Look below for the lines from the one with "the white console table" to the one with "the texas star wall decor", and copy exactly those lines, both ends included.

Top of LISTED ENTRIES

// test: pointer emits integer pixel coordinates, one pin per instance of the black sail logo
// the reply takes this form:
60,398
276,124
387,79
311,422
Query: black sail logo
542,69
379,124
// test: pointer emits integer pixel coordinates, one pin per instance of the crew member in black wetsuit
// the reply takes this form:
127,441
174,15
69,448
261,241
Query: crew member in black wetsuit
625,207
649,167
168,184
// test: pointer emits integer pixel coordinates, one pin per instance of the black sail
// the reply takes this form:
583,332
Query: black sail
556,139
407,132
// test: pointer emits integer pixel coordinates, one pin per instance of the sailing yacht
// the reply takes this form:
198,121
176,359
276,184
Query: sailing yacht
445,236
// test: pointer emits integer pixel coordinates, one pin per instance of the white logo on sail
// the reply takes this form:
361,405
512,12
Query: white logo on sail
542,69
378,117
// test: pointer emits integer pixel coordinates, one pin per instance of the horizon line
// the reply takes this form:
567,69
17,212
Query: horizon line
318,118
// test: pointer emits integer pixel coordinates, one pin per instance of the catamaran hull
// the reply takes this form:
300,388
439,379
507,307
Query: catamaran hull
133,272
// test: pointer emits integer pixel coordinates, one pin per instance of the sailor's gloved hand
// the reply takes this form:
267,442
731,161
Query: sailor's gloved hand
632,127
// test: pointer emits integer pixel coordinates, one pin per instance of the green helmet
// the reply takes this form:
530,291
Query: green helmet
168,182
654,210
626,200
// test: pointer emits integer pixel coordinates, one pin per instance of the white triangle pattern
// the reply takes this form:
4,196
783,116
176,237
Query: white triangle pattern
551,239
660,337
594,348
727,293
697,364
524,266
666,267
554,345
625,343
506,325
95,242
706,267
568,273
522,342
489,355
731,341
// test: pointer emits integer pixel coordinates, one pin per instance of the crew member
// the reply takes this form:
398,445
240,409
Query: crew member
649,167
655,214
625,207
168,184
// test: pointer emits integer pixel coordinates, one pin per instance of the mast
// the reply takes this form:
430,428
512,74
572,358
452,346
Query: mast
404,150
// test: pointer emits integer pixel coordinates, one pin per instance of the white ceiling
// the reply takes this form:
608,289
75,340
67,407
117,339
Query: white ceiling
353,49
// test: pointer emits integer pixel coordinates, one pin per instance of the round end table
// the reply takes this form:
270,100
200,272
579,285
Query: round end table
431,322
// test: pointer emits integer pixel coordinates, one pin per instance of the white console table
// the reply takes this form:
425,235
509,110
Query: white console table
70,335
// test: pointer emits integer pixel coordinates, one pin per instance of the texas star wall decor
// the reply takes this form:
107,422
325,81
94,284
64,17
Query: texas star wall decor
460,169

Bottom of LISTED ENTRIES

TASK SOLUTION:
// test: pointer emits integer pixel coordinates, one pin per instance of the white console table
// the reply takes this form:
425,235
509,110
Query: white console table
70,335
// test: pointer emits integer pixel coordinates, one pin per instance of the texas star wall decor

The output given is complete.